DIRECTIONS FOR THIS TASK |
Reproduce the records below in full and word for word, excluding pictures.
───── EXERCISE INPUTS ─────
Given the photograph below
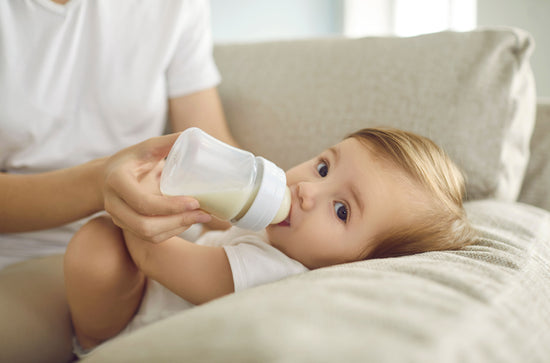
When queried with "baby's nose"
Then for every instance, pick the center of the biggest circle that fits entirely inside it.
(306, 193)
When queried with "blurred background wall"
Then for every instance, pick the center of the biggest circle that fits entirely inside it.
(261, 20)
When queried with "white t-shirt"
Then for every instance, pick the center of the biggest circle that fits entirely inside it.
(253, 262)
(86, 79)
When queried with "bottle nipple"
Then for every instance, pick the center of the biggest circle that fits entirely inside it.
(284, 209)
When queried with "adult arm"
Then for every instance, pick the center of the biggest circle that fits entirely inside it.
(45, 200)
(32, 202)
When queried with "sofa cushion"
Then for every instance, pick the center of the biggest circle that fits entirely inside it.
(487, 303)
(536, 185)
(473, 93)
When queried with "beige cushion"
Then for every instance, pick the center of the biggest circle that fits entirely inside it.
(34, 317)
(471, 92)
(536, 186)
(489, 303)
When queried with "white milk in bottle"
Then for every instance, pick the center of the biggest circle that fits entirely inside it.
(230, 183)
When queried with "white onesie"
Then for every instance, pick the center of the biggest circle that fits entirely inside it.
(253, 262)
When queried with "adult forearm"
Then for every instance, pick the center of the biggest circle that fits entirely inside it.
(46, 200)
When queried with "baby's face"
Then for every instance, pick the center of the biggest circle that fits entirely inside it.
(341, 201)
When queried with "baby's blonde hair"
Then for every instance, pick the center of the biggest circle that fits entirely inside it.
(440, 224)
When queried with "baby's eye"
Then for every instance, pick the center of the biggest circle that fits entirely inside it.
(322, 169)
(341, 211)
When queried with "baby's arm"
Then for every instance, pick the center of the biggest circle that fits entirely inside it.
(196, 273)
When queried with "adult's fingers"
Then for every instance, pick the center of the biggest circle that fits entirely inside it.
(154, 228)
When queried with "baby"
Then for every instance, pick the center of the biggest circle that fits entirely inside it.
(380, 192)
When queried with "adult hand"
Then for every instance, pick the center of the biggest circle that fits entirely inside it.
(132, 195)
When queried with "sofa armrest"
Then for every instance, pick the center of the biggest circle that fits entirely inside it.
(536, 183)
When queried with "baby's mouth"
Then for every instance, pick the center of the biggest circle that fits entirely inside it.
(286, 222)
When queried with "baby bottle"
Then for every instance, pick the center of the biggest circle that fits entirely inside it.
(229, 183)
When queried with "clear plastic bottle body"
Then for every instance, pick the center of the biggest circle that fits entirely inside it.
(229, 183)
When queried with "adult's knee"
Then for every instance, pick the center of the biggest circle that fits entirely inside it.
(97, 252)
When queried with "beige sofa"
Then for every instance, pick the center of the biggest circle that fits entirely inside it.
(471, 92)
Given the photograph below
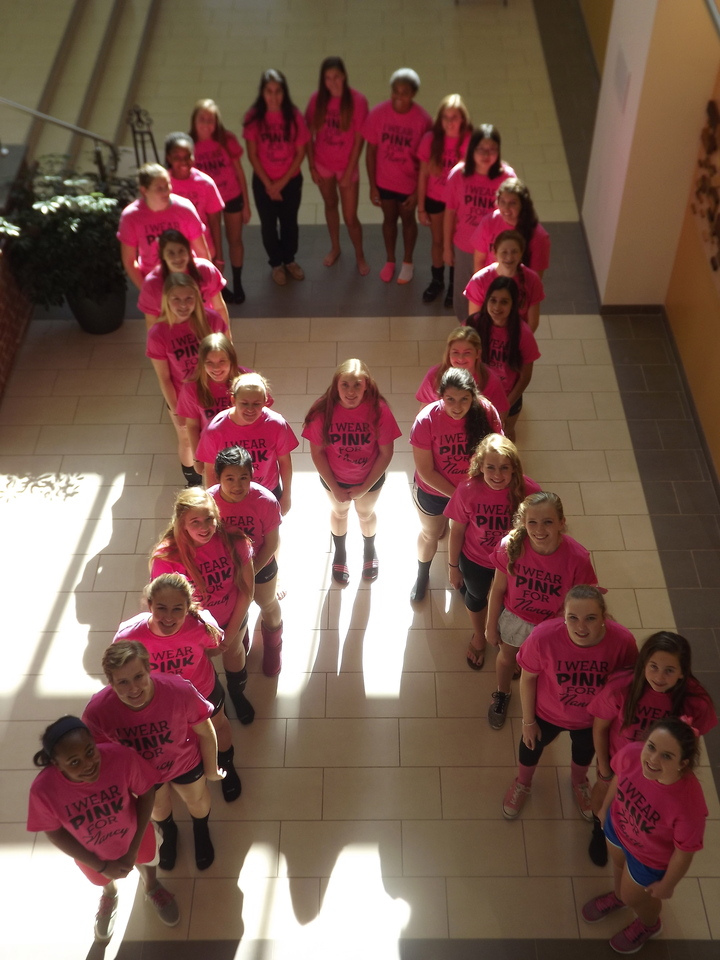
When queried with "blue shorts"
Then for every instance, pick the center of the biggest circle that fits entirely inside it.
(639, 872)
─────
SOLVED EXERCISE |
Given the photograph below
When queried with "baby's nose"
Then for every instance, pick the center of the biggest circle that fits entirely inside it.
(306, 193)
When queried with "blurred background wall"
Then for every instance, pick the center of the biggest circle that fits entirely inside it.
(261, 20)
When queried with "white t-shirt"
Then for every instance, pick the center of the biggest circle that fits entirely inside it.
(253, 262)
(86, 79)
When queried with "bottle nipple"
Then for every instance, pick the center of the biggest circle that fits entirely inside it.
(284, 209)
When queried with "adult arm"
Then for every instance, pick the center of the biggest circle that fits entirely inside it.
(45, 200)
(32, 202)
When queried with "sofa cushion"
Then for every instance, pick the center of the biggest circle that fits entirely inside it.
(487, 303)
(536, 185)
(473, 93)
When queried with "beige cushion"
Then for every instance, pick the center of the biggest circle that fits entirely inside it.
(34, 317)
(471, 92)
(536, 186)
(489, 303)
When queried with "white milk in bottle"
Then for every instance, pick the center of the biggest circle that fits entirely inside it.
(230, 183)
When queried with "white onesie"
Then for every instance, pick the center of the biggest circle that fits entirely inside it.
(253, 262)
When queried with "adult forearm"
Then for every instance, pick the center of the biggest circle that fits entirely inside it.
(46, 200)
When queried with "baby's face"
Then for every instance, pick the center of the biggest circle that fits entirely inside it.
(341, 201)
When queried with "baby's blonde hair"
Then for every instance, pick the center of the biggest circle that fits entirely inside it.
(440, 224)
When queried with "baby's eye"
Then for every instance, pick the center of the biggest circle that fits entirely inside it.
(322, 169)
(341, 211)
When queried with "baby's arm"
Then for every instance, pick the center of the biggest circle that fits entirely inside it.
(196, 273)
When queried with "adult's fingers"
Then for every instance, pick the center of the biggest circle that fits entirely inside it.
(154, 228)
When queried with "baby"
Then for every instance, pick the center of the biggest circle that fits entirely inside it.
(380, 192)
When queried with "adult hand"
Then for every instance, pick the center of the biggest circle that fits entirely inside it.
(132, 195)
When queried with "sofa armrest"
Then for every instance, pick the center of the biggest circle that fits entirely inside it.
(536, 183)
When queried with "baby's mouth"
Then for every instance, pick the center of the biggest circle that fits entirely inside it.
(286, 222)
When queried with "baby bottle"
Then for every instance, pick the center of the biggest circle that fits entirely inside it.
(229, 183)
When queried with "clear plastic bottle body"
Then for every instance, pick the center of the biggest circle that fits entirely inside it.
(229, 183)
When queried with "adult's knee"
Then for every instance, pick the center of the biggest circle that fits entirely inside it.
(97, 252)
When queried with "beige sofa"
Then for every instance, pick the center of the biggest circle that fits entirely inside it.
(471, 92)
Given the photograph below
When queried with "blue shorts"
Then for every instance, pick the center of the biggest circle that fits entirely inside it.
(639, 872)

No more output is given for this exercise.